To better understand how the molecular oxidation state of a diiron core influences the acid–base properties of a bridging (hydr)oxo ligand, we explored the coordination and redox chemistry of a diiron unit in a cofacial dipyrrin Pacman unit. Herein, we report the synthesis and versatile reactivity of a family of diiron oxo and hydroxo complexes in three different molecular oxidation states. Reactions include acid–base chemistry as well as one and two electron redox chemistry, which demonstrate the intricate interplay between oxidation state, coordination environment, and reactivity.
While 2 is stable in ethereal solvents at room temperature, slow deprotonation of the bridging hydroxide ligand concomitant with release of the second mesitylene molecule is observed in non-coordinating solvents. Heating of 2 in benzene to 45 °C for 30 minutes leads to complete consumption of starting material and furnishes a new product (3) which is easily discernible by 1H NMR spectroscopy as a C2-symmetric species distinct from the starting material (Scheme 1).

Given exercise: Reproduce the passage on diiron complexes above between "To better understand" and "environment, and reactivity.", inclusive.

Stored records:
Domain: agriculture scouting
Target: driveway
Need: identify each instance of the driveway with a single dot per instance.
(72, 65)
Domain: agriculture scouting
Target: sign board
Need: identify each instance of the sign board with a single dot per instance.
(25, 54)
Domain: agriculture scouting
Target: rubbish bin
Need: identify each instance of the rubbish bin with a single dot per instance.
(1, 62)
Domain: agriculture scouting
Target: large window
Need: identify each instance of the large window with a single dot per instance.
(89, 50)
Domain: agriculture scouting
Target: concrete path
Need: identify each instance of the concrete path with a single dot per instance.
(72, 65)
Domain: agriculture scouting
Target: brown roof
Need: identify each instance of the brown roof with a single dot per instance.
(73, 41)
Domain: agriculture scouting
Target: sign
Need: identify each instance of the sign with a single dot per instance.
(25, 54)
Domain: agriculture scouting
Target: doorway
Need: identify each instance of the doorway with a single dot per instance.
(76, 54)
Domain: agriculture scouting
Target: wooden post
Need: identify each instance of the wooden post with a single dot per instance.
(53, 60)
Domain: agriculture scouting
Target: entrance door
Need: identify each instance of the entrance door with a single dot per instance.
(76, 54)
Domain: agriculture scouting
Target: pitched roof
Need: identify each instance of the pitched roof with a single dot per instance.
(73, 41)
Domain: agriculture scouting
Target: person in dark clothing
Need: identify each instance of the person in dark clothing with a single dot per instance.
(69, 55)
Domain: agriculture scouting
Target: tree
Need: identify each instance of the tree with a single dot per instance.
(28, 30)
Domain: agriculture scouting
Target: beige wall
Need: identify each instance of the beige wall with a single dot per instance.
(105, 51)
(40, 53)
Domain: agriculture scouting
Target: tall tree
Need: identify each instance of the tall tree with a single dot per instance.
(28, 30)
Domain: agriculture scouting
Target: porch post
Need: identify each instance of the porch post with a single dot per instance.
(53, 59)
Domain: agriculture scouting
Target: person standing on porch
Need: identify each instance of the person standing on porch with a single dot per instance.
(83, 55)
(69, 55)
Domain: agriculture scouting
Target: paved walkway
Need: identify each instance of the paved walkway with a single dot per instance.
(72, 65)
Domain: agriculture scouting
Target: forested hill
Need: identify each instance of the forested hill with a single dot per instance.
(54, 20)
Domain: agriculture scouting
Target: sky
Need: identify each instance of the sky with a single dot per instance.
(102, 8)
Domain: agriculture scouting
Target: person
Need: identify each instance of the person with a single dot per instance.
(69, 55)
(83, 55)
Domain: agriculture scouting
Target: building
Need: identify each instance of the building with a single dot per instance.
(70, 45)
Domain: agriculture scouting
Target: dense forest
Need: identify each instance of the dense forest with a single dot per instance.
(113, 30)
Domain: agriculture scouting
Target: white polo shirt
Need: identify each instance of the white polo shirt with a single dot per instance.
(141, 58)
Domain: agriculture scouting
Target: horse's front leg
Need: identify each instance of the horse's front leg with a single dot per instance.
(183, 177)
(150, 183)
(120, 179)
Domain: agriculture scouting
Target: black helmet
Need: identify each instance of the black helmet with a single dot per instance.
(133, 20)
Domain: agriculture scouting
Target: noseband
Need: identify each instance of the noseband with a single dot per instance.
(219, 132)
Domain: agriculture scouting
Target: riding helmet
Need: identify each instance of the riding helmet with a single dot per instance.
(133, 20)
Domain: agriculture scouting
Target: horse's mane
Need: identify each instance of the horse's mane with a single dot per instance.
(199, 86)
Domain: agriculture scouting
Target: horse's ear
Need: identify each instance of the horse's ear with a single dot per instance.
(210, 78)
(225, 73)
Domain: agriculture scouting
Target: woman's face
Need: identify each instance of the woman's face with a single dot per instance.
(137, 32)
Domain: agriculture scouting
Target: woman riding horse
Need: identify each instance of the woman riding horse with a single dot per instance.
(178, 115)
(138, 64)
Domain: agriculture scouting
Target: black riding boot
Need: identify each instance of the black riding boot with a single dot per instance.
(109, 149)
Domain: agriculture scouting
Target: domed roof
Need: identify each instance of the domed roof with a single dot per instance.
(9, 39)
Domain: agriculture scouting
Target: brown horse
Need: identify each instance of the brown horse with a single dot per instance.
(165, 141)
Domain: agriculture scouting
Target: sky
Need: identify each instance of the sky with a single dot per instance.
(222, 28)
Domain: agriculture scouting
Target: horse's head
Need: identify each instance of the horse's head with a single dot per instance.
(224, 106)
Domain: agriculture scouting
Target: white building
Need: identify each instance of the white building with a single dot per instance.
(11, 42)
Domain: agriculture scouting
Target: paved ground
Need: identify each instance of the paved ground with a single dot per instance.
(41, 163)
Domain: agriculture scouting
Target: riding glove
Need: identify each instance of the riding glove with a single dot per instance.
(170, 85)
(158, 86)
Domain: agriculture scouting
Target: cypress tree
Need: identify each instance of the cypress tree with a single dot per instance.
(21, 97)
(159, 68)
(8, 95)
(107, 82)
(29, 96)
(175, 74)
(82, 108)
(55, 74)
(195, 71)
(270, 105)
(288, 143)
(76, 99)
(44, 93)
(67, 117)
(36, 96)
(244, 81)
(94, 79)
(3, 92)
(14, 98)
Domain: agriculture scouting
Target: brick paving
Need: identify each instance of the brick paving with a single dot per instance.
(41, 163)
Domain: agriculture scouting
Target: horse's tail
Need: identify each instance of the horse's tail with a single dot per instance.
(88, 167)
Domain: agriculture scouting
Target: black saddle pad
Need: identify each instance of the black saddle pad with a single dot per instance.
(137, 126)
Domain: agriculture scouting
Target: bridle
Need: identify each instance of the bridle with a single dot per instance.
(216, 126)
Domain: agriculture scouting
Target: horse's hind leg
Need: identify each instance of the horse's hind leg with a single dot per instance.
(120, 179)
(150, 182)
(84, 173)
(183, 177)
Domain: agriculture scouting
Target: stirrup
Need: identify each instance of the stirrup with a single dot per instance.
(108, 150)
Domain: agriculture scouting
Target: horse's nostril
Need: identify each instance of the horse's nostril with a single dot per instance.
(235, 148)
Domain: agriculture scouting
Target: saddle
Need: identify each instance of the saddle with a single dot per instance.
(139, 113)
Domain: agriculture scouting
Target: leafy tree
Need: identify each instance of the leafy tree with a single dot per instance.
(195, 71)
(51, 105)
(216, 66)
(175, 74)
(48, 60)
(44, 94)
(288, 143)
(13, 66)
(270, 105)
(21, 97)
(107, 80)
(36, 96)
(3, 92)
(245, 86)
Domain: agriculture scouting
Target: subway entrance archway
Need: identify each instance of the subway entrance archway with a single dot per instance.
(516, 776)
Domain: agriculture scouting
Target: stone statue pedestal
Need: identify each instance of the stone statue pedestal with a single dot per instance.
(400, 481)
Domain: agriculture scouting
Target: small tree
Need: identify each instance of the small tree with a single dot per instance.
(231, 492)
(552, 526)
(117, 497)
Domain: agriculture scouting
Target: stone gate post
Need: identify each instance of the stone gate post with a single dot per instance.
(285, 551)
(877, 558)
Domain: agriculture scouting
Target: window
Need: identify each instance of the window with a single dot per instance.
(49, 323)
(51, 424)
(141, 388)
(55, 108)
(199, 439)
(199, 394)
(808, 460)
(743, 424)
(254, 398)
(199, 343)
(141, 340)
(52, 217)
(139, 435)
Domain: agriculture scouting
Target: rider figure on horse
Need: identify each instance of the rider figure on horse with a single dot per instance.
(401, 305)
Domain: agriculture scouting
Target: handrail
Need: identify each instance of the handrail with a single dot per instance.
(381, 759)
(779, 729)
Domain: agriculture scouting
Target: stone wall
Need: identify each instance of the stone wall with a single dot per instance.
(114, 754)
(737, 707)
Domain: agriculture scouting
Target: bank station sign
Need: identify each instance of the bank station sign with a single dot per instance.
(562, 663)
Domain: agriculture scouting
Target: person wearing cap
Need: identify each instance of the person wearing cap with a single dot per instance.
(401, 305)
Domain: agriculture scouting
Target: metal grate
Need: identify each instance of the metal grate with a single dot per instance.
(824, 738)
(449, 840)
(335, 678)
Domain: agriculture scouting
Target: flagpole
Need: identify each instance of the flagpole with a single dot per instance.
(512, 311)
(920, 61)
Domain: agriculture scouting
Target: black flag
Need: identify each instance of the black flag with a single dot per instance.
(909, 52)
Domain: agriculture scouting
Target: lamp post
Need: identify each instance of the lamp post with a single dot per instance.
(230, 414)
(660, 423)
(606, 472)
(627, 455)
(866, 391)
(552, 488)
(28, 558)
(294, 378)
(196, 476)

Answer to the problem:
To better understand how the molecular oxidation state of a diiron core influences the acid–base properties of a bridging (hydr)oxo ligand, we explored the coordination and redox chemistry of a diiron unit in a cofacial dipyrrin Pacman unit. Herein, we report the synthesis and versatile reactivity of a family of diiron oxo and hydroxo complexes in three different molecular oxidation states. Reactions include acid–base chemistry as well as one and two electron redox chemistry, which demonstrate the intricate interplay between oxidation state, coordination environment, and reactivity.